==== Stored records

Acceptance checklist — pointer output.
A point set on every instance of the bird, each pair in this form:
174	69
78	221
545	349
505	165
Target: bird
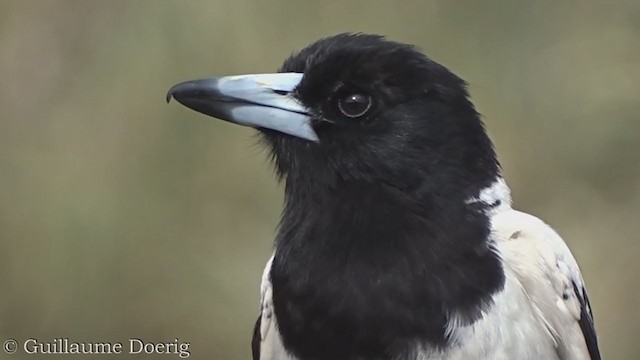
397	239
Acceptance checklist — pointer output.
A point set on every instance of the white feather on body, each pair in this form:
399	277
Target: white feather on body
529	318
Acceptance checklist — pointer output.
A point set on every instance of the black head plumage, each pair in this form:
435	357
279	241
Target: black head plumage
381	150
377	246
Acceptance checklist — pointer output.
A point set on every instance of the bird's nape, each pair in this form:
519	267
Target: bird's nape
397	239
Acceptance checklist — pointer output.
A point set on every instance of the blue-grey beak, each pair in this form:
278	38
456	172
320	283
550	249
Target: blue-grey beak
258	100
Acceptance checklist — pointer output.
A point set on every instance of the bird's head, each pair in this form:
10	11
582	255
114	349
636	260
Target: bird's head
358	107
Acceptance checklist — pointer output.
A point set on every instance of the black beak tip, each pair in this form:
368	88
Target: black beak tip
170	94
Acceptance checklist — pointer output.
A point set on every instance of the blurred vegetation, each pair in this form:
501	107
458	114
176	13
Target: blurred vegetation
123	217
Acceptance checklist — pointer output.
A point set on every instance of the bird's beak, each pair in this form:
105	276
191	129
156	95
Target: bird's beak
258	100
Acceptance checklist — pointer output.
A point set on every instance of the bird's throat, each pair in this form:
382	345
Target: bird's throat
365	263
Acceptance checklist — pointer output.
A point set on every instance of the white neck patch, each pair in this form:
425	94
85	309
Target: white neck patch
497	196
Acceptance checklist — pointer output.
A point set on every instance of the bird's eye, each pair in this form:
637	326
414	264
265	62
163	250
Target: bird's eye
354	104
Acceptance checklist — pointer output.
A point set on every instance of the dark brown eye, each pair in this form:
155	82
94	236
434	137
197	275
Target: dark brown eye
354	104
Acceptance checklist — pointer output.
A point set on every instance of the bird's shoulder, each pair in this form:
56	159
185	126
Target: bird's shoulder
551	279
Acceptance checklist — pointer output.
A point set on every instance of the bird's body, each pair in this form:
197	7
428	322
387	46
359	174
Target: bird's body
536	315
397	239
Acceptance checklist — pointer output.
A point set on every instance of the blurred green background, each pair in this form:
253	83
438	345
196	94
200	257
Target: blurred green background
121	216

========

# The problem:
Copy every entry word for word, but omit the pictures.

# Final answer:
Acceptance checklist — pointer output.
A point set on every instance of the bird, each pair in this form:
174	69
78	221
545	349
505	165
Target: bird
397	239
Acceptance checklist — pointer output.
A point set on every instance of the white feather on body, each pair in this form:
399	277
Target: white feather on body
529	318
Acceptance checklist — pointer output.
A point set on every instance of the black head plumage, each pair in this form:
435	357
279	241
Target: black head plumage
381	150
377	246
Acceptance checklist — pointer output.
A point set on every instance of the bird's nape, each pair in this form:
519	267
Target: bird's nape
397	239
Acceptance checklist — pointer output.
A point set on every instance of the blue-grey beak, each pair in this form:
278	38
456	172
320	283
550	249
Target: blue-grey beak
258	100
Acceptance checklist — pointer output.
A point set on every instance of the bird's head, each pair in this form:
10	11
582	255
114	349
636	260
Target: bird's head
358	107
Acceptance checklist — pointer output.
A point set on every instance of the black beak tip, each pair in this form:
368	88
Target: black beak tip
170	94
Acceptance checklist — pointer output.
A point set on every instance of the blurred vegetation, each pair in this form:
501	107
458	114
176	13
Target: blurred vegetation
123	217
Acceptance checklist — pointer output.
A point set on every instance of the bird's beak, each pair in this form:
105	276
191	129
156	95
Target: bird's beak
258	100
Acceptance checklist — pointer output.
A point set on every instance of the bird's throat, each pair in this form:
382	345
Target: bird's throat
365	263
Acceptance checklist — pointer output.
A point set on every instance of the white neck patch, each pair in this form:
425	94
85	309
Target: white neck patch
497	196
Acceptance checklist — pointer output.
A point set on every instance of the bird's eye, each pair in this form:
637	326
414	264
265	62
163	250
Target: bird's eye
354	104
Acceptance checklist — pointer output.
A point set on every instance of the dark brown eye, each pair in this form:
155	82
94	236
434	137
197	275
Target: dark brown eye
354	104
Acceptance checklist — pointer output.
A point set on every instance of the bird's shoulder, each pair in this form:
56	159
185	126
Target: bird's shoulder
551	279
Acceptance checklist — pointer output.
A point set on every instance of the bird's body, each pair in this form:
197	7
428	322
387	46
359	174
Target: bird's body
536	315
397	239
Acceptance checklist — pointer output.
A point set on every instance of the blurred green background, each pair in this form:
253	83
438	345
196	94
200	257
Target: blurred green background
121	216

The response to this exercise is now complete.